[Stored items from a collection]
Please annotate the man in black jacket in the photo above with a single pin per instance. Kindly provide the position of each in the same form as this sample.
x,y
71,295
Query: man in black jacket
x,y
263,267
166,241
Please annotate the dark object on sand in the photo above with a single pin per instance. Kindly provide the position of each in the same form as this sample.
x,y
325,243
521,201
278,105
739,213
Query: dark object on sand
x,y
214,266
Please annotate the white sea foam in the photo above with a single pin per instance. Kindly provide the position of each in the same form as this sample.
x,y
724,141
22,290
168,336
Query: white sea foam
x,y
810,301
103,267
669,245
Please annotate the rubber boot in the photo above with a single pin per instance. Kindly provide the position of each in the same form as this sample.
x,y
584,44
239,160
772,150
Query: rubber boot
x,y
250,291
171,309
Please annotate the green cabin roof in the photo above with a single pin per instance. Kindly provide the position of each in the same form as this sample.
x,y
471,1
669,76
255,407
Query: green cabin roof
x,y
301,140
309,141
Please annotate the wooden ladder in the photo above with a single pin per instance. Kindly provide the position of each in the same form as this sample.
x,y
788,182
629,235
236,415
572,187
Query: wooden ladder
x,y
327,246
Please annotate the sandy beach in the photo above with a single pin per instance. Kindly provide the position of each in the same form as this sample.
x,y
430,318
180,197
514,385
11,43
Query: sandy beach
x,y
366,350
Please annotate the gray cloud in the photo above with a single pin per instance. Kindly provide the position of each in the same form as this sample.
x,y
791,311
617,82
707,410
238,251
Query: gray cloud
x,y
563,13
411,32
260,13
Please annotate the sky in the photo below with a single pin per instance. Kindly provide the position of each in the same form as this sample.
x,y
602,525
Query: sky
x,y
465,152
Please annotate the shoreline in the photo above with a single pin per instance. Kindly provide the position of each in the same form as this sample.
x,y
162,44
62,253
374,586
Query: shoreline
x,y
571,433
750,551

* _Required work_
Copy, character for character, the lines from the line that holds "Please annotate the sandy" through the final line of the records above.

* _Full answer_
Please annotate the sandy beach in the photo above with a single pin per instance. Kindly provide the position of each in the same form as this sample.
x,y
430,318
180,197
514,385
11,43
Query: sandy beach
x,y
366,350
Please annotate the gray cloud in the photo above with a single pin per instance. Kindly provide the position of each in the same form as this sample.
x,y
791,311
617,82
707,410
238,251
Query: gray cloud
x,y
563,13
411,32
260,13
Please annotate the sky in the photo below with a single pin per instance. Kindly provide the position of each in the same form as this sample.
x,y
602,525
Query: sky
x,y
465,152
Please annotate the shoreline in the photo above with a single pin per instance. Kindly provide the position of each in the same form as this sample.
x,y
162,44
62,253
374,586
Query: shoreline
x,y
571,433
750,551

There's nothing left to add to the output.